For this exercise, restate word for word only the lines from the first line of the data to the line containing "query | white upper cabinet".

-------------------------

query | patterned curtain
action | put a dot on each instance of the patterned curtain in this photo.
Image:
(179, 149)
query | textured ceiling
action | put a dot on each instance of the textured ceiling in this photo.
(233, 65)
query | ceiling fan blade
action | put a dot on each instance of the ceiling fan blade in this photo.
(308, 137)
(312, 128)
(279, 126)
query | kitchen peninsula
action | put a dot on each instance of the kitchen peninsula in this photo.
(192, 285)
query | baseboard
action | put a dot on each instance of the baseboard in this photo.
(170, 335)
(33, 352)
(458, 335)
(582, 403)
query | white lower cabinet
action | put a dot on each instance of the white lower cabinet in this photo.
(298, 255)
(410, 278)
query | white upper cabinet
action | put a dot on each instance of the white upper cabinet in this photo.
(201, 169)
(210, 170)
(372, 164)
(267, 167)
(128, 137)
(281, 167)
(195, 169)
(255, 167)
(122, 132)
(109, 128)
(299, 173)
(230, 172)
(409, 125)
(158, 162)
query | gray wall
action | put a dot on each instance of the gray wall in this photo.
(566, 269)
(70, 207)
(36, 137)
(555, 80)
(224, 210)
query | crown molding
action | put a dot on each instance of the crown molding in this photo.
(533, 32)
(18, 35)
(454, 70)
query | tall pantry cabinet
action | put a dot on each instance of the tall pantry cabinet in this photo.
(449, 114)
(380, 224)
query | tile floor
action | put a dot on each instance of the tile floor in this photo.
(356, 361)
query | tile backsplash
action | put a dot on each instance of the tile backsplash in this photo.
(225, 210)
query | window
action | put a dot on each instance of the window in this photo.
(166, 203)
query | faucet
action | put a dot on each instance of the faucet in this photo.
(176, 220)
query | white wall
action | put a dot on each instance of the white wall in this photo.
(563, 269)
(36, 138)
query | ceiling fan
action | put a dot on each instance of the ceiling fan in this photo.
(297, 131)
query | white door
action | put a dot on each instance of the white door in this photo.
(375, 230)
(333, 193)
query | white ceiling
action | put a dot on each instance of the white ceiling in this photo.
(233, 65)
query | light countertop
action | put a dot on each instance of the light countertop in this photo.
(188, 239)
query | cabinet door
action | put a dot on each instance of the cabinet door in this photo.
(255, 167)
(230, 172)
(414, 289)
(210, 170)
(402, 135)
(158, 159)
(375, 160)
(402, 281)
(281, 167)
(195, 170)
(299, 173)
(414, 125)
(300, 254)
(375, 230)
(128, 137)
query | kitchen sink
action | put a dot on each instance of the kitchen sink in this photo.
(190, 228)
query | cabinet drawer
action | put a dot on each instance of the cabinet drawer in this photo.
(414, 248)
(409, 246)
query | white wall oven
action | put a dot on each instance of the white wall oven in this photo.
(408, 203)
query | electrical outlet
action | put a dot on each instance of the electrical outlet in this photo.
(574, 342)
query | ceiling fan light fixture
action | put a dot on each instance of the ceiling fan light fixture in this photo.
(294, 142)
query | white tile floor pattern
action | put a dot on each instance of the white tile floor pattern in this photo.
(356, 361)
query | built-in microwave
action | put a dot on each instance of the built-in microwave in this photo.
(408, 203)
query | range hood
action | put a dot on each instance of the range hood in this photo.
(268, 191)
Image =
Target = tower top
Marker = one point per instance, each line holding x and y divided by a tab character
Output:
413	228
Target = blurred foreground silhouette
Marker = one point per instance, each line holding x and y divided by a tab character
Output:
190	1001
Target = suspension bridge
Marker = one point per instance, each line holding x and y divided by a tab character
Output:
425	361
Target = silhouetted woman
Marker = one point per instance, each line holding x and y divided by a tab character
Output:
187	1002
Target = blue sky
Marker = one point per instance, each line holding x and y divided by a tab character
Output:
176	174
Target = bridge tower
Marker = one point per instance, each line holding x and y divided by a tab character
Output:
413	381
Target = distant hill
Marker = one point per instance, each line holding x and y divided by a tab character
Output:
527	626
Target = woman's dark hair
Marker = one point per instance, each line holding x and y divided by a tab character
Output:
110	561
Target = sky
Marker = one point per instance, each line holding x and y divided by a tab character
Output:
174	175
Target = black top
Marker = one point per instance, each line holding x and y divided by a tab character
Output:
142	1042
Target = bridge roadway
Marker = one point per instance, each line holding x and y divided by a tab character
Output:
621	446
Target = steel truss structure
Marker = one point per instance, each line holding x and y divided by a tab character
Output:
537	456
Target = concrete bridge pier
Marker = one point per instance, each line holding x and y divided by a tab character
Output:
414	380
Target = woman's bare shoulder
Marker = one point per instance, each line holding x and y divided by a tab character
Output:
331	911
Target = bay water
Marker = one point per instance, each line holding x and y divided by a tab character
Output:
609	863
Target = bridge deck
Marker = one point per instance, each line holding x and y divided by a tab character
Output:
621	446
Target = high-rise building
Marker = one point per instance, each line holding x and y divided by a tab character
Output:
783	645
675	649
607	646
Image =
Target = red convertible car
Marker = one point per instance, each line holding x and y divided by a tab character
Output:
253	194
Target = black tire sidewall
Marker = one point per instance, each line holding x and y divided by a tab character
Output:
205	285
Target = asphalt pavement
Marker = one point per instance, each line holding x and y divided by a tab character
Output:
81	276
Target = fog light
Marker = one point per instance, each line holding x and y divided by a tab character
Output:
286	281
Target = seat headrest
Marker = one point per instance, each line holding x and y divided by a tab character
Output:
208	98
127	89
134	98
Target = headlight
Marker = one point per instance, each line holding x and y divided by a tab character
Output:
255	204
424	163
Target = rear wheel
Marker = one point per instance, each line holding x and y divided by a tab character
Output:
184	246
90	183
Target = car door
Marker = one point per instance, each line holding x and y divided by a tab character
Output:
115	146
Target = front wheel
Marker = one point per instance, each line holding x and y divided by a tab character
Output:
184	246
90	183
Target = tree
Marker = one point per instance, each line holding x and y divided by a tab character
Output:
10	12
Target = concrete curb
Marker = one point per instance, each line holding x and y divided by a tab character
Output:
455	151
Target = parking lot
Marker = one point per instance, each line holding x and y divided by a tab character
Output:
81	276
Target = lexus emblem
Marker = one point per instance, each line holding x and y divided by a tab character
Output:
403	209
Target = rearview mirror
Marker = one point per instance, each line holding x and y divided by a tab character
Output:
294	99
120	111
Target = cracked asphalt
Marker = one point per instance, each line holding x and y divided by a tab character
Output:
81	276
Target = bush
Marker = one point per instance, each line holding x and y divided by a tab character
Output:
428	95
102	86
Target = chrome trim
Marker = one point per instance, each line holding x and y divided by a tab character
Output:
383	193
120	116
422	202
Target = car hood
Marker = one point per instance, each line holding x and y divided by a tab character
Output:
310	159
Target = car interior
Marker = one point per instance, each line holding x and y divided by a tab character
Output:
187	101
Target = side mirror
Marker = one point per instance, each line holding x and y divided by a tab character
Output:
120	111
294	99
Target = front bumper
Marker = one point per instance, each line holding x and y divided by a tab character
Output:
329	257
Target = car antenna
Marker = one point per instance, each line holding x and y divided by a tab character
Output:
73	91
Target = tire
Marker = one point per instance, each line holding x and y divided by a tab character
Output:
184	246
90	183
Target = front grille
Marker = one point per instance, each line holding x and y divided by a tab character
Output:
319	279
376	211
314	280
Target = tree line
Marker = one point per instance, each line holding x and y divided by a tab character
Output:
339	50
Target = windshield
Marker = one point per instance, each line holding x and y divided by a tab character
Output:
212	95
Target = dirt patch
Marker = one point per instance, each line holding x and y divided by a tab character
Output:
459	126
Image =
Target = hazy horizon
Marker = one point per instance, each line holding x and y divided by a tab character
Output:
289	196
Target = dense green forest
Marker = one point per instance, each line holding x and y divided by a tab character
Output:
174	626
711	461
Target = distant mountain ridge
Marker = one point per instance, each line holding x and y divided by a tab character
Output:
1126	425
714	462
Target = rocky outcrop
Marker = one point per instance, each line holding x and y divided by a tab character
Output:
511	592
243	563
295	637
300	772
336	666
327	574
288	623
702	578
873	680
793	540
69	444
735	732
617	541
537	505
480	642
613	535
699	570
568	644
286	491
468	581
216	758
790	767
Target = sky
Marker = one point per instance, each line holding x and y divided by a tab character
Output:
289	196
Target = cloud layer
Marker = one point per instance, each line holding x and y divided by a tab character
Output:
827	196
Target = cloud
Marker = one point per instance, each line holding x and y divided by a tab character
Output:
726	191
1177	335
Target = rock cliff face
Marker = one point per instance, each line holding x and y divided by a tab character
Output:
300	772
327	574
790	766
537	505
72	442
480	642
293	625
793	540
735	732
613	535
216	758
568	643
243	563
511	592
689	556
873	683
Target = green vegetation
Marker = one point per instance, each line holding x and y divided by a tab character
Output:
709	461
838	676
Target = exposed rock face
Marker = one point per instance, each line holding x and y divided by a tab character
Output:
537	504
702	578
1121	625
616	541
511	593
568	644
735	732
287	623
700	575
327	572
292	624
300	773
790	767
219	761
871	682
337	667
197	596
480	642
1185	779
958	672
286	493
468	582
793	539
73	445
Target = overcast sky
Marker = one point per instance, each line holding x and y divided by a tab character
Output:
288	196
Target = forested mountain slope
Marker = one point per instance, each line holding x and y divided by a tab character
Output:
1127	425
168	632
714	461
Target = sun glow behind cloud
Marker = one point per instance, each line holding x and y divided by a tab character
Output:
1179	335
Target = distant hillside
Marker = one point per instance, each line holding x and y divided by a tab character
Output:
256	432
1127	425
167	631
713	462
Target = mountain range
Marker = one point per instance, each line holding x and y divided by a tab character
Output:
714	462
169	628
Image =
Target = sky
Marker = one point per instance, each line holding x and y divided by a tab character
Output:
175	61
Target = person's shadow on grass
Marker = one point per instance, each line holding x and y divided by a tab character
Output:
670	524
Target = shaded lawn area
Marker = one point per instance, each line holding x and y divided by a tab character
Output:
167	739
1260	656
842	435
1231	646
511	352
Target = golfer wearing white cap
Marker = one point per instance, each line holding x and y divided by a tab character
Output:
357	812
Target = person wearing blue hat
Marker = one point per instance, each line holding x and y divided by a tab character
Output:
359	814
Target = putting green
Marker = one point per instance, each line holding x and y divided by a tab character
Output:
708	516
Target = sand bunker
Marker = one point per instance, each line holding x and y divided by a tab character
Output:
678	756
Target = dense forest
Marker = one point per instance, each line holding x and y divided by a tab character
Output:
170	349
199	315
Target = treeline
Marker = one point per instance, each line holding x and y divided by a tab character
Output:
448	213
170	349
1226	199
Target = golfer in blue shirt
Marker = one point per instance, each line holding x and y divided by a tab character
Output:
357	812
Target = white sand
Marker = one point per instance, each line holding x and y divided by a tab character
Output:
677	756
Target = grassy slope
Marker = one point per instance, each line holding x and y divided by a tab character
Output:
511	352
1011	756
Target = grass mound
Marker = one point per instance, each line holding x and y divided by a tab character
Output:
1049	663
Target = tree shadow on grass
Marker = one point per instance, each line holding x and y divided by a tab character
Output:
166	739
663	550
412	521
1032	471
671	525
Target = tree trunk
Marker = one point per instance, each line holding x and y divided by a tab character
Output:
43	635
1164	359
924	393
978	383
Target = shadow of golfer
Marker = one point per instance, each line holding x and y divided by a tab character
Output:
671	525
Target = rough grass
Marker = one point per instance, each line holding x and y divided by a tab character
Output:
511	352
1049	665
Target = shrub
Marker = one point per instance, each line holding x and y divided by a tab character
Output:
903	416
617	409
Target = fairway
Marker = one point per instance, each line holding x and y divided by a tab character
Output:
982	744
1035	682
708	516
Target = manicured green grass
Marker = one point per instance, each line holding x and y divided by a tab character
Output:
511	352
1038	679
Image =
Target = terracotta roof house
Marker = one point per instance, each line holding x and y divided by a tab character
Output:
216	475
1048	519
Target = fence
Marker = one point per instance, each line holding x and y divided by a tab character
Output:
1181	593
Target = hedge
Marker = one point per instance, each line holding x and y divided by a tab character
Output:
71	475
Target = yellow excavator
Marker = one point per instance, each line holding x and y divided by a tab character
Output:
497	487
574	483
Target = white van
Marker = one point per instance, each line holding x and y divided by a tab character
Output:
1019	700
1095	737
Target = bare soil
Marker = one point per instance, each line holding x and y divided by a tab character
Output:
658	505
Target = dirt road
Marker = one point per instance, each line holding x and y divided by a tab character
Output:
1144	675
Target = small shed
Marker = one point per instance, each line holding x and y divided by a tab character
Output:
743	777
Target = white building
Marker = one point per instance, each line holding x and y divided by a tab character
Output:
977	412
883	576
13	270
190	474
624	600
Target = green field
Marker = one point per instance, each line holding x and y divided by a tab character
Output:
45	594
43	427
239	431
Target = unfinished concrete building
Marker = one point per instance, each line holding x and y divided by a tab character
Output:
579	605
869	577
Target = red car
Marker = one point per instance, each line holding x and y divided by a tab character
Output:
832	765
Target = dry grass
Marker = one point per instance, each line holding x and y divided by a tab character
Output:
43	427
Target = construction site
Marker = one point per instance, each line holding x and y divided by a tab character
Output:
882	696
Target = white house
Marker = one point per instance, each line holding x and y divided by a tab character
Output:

-------------------------

* Output of the exercise
query | patterned curtain
action | put a dot on each instance of the patterned curtain in this photo.
Image:
(179, 149)
query | textured ceiling
action | put a dot on each instance of the textured ceiling in this photo.
(233, 65)
query | ceiling fan blade
action | put a dot on each instance of the ceiling fan blade in this photo.
(308, 137)
(312, 128)
(279, 126)
query | kitchen peninsula
action | put a dot on each instance of the kitchen peninsula in this photo.
(192, 285)
query | baseboard
action | put a dot on each instance of the baseboard in this photo.
(170, 335)
(33, 352)
(458, 335)
(582, 403)
query | white lower cabinet
action | put a dot on each instance of the white lower cabinet in this photo.
(298, 255)
(410, 278)
query | white upper cabinet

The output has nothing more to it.